• **Activity**
Your output must match the records below character for character.

[Dataset entries]
________________________________________

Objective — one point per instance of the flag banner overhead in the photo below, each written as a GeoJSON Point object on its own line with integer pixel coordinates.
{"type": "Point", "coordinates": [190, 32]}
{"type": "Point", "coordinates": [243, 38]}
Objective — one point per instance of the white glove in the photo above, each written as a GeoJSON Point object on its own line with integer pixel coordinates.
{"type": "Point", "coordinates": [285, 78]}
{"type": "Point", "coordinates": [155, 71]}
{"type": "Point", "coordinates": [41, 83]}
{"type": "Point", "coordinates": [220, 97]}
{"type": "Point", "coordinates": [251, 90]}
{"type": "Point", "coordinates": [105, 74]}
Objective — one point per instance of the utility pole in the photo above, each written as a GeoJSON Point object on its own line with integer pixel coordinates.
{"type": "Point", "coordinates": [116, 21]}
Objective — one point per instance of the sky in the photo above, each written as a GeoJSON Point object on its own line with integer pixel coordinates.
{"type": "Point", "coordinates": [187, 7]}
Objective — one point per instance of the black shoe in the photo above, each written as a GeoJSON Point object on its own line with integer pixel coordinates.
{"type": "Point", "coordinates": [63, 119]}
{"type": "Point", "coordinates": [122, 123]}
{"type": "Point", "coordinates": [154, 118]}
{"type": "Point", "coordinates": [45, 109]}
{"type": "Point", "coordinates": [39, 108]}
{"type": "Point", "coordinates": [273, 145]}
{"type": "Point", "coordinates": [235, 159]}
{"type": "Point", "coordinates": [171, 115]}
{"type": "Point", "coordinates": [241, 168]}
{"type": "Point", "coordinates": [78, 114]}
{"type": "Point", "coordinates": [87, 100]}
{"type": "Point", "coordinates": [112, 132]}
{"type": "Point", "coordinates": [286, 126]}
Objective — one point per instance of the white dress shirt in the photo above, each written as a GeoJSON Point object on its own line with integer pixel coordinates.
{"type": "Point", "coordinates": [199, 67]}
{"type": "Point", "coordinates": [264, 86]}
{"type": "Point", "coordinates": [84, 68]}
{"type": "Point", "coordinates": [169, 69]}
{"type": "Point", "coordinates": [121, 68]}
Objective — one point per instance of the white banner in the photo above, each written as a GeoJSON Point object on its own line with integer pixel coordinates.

________________________________________

• **Result of the exercise**
Objective — one point per instance of the flag banner overhead in the photo below, each written as a GeoJSON Point object on its own line with integer pixel coordinates.
{"type": "Point", "coordinates": [190, 32]}
{"type": "Point", "coordinates": [243, 38]}
Objective — one point per instance of the white glove in the photo above, each written as a GeoJSON Point object on its own line with integer pixel coordinates.
{"type": "Point", "coordinates": [285, 78]}
{"type": "Point", "coordinates": [155, 71]}
{"type": "Point", "coordinates": [41, 83]}
{"type": "Point", "coordinates": [220, 97]}
{"type": "Point", "coordinates": [251, 90]}
{"type": "Point", "coordinates": [105, 74]}
Objective — one point per instance of the utility pole in the photo above, each written as a GeoJSON Point object on its own line with integer pixel coordinates.
{"type": "Point", "coordinates": [116, 21]}
Objective — one point per instance of the sky in the photo above, each written as a GeoJSON Point object on its own line with integer pixel coordinates.
{"type": "Point", "coordinates": [187, 7]}
Objective — one point per instance of the black shoe in the photo above, each written as a GeoJSON Point object on its own line with integer pixel coordinates.
{"type": "Point", "coordinates": [63, 119]}
{"type": "Point", "coordinates": [122, 123]}
{"type": "Point", "coordinates": [154, 118]}
{"type": "Point", "coordinates": [45, 109]}
{"type": "Point", "coordinates": [39, 108]}
{"type": "Point", "coordinates": [273, 145]}
{"type": "Point", "coordinates": [235, 159]}
{"type": "Point", "coordinates": [171, 115]}
{"type": "Point", "coordinates": [241, 168]}
{"type": "Point", "coordinates": [78, 114]}
{"type": "Point", "coordinates": [87, 100]}
{"type": "Point", "coordinates": [112, 132]}
{"type": "Point", "coordinates": [286, 126]}
Objective — one point per instance of the white dress shirt in the photo above, each written as a GeoJSON Point object on its own line with integer pixel coordinates.
{"type": "Point", "coordinates": [199, 67]}
{"type": "Point", "coordinates": [264, 86]}
{"type": "Point", "coordinates": [84, 68]}
{"type": "Point", "coordinates": [169, 69]}
{"type": "Point", "coordinates": [121, 68]}
Objective — one point per instance of the white banner in the photo above, each written as a GeoJSON Point object on its own line with integer pixel coordinates.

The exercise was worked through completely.